## Reading passage
Using acetylcholine as an example, describe how neurotransmitters transmit the action potential signal.

Acetylocholine: a common neurotransmitter in both invertabrates and vertabrates. It is vital for nervous system functions that incude muscle stimulation, memory formation, and learning. In vertabtrates, there are two major classes of acetylcholine receptor. One is a ligand-gated ion channel, which function at the vertabrate neuromuscular junction, the site where a motor neuron forms a synapes with a skeletal muscle cell. When Ach is released by a motor neuron bind to this receptor, the ion channel opens, producing an EPSP. This excitatory activity is soon terminated by acetylcholinesterase, an enzyme in the synaptic cleft that hydrolyzes the neurotransmitter. A metabotropic acetylcholine receptor is found at locations that include the vertabrate CNS and heart. In heart muscle, acetylcholine released by neurons activates a signal tranduction pathway. The G protiens in the pathwat inhibit adenyly cyclase and open potassium channels in the muscle cell membrane. Both effects reduce the rate at which the heart pumps. The effect of acetylcholine in heart muscle is inhibitory rather than excitatory.

Describe how action potentials are propagated, and sometimes accelerated, along axons. Explain why action potentials are unidirectional and always travel without loss of signal.

Stored data entries
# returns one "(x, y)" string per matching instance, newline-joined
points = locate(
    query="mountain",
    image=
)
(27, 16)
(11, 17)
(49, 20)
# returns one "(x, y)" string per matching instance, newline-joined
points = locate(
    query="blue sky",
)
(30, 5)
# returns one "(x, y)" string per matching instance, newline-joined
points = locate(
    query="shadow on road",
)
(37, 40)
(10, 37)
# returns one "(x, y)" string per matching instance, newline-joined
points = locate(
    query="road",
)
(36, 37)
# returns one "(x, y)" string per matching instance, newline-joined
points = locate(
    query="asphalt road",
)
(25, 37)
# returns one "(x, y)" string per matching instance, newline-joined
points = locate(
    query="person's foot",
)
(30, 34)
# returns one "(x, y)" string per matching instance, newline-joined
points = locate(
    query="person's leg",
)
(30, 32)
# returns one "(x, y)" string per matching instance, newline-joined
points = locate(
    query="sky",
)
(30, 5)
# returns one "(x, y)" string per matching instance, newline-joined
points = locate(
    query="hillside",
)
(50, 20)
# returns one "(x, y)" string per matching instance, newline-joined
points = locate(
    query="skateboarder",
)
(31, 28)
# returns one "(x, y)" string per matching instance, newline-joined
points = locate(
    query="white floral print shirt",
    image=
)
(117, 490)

* * *

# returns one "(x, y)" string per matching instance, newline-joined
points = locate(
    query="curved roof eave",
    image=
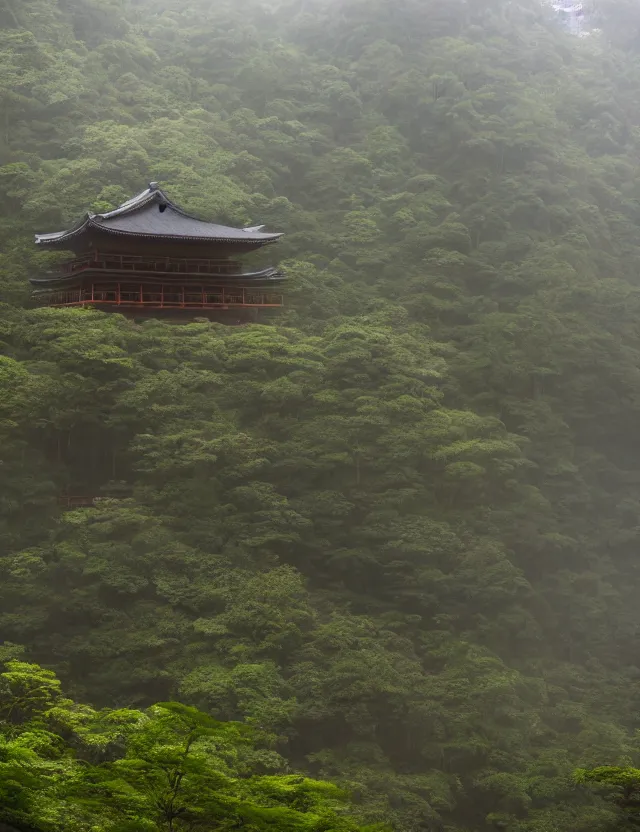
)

## Explore the material
1. Echo the part of the acetylcholine passage that opens with the words containing "Describe how action" and closes with "loss of signal.".
2. Summarize the acetylcholine passage in two sentences.
3. According to the acetylcholine passage, which enzyme in the synaptic cleft terminates the excitatory activity at the neuromuscular junction?

## Activity answers
1.
Describe how action potentials are propagated, and sometimes accelerated, along axons. Explain why action potentials are unidirectional and always travel without loss of signal.

2. Acetylcholine is a common neurotransmitter whose ligand-gated ion channel receptor at the vertebrate neuromuscular junction opens when the neurotransmitter binds, producing an EPSP that acetylcholinesterase soon terminates by hydrolyzing the neurotransmitter. Its metabotropic receptor, found in places such as the vertebrate CNS and heart, activates a pathway in heart muscle whose G proteins inhibit adenylyl cyclase and open potassium channels, reducing the rate at which the heart pumps.

3. Acetylcholinesterase, which hydrolyzes the neurotransmitter.